++++ Page text

A more consistent definition of tetration of tetration for rational exponents

[bo198214]

I have examined with interest the "details" shown in the UVIR's posting. Unfortunately, I cannot agree with putting:
b # n = y => b = y # (1/n).

There has already been at least one peer reviewed paper on this definition of tetraroots, so whether you "agree" or not is irrelevant.

The tetra root is defined as the inverse of the x#n but it has nothing to do with x#(1/n).

Moreover, I think that these two "tetration" formulas don't have any point in common. Their sets are disjoint. There is no similarity with the "exponentiation" case, where the power and the root functions are described in the same domain and we can find a root function representable as a power. I know but, unfortunately, ... this is the real problem.

I absolutely agree with Gianfranco.
The reason why \( x^{1/n} \) and \( \sqrt[n]{x} \) coincide is that \( (x^a)^b=x^{ab} \). If we demand this law to be valid also for rational exponents then \( (x^{1/n})^n = x^{n/n}=x^1=x \) and thatswhy \( x^{1/n} \) must be the inverse of \( x^n \). Unfortunately \( {}^a({}^b x)={}^{ab}x \) is no more valid.

++++++++
++++ Data shown

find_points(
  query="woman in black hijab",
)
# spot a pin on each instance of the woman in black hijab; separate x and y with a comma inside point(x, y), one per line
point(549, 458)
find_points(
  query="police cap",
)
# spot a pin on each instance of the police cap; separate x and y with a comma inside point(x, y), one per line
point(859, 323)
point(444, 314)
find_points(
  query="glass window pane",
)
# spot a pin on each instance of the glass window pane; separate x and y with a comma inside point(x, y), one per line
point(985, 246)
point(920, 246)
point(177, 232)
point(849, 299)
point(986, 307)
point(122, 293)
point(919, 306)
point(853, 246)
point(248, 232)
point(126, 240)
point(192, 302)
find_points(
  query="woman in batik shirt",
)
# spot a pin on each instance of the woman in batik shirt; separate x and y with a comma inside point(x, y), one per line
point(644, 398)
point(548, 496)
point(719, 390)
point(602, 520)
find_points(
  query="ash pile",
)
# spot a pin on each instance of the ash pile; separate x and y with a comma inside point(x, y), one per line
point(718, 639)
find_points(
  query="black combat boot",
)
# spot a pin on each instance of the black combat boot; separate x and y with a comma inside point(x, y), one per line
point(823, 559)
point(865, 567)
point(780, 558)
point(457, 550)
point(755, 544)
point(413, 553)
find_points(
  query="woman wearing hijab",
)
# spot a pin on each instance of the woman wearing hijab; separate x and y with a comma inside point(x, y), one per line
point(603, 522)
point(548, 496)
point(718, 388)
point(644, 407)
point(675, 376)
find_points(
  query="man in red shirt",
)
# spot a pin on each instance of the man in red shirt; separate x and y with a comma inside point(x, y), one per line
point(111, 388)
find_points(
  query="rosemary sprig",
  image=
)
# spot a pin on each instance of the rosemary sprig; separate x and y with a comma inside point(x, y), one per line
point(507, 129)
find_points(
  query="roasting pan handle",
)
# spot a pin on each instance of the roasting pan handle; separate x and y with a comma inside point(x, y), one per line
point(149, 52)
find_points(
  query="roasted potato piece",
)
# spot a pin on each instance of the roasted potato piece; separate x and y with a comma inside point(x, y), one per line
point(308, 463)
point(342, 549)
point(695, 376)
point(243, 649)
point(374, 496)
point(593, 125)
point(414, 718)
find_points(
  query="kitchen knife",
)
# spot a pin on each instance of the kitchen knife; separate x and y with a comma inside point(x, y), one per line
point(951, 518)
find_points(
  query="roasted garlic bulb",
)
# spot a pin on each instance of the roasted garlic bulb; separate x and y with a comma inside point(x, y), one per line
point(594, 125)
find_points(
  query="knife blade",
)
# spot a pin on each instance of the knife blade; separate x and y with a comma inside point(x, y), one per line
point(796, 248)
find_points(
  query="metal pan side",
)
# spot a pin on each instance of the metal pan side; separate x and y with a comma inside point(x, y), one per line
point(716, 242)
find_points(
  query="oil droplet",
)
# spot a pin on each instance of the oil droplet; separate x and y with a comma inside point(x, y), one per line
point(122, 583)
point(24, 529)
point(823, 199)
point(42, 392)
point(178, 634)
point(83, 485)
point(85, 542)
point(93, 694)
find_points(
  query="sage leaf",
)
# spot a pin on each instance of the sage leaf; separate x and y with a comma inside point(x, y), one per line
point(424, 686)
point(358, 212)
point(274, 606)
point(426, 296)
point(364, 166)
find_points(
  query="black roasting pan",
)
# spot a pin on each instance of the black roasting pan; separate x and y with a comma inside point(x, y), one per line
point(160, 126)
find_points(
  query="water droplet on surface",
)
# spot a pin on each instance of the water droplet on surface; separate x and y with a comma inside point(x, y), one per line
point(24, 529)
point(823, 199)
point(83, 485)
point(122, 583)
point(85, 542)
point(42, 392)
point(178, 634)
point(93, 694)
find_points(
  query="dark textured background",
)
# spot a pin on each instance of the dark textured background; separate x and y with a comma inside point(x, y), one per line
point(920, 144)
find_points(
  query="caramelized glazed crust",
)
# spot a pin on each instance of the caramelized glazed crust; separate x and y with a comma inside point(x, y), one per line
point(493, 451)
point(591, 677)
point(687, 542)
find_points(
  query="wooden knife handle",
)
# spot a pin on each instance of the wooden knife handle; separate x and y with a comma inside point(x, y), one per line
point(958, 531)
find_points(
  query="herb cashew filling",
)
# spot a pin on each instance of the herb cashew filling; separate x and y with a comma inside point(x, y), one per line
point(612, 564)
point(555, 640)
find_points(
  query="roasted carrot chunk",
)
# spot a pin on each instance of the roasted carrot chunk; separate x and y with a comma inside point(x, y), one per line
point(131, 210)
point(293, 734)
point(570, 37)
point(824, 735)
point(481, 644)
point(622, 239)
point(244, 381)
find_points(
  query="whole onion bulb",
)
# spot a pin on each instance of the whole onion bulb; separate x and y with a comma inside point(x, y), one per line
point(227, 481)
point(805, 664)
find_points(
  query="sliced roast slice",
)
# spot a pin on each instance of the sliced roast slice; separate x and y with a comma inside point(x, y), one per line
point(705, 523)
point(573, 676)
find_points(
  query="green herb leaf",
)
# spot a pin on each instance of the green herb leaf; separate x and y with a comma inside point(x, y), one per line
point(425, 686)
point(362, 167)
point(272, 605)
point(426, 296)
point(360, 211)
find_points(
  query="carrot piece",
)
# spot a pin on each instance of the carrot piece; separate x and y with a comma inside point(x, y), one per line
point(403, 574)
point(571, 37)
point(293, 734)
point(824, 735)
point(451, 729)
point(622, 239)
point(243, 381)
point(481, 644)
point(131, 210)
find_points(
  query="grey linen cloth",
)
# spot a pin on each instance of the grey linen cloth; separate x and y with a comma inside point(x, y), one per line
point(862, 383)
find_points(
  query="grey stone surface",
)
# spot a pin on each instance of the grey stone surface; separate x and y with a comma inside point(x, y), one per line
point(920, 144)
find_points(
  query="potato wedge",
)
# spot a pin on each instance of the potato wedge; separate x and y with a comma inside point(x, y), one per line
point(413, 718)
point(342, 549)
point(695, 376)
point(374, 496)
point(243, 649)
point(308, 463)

++++++++

Parts of the exercise>
1) Answer these questions about the forum thread on tetration:
(a) The tetra root is defined as the inverse of what expression?
(b) Whom does the poster say they absolutely agree with?
(c) Which law is given as the reason that x^(1/n) and the nth root of x coincide?
2) Tally the lines in the records that contain the word "garlic", and give only that number.
The forum thread and the records have no connection to each other.

The results>
1)
(a) x#n
(b) Gianfranco
(c) (x^a)^b = x^(ab)

2) 2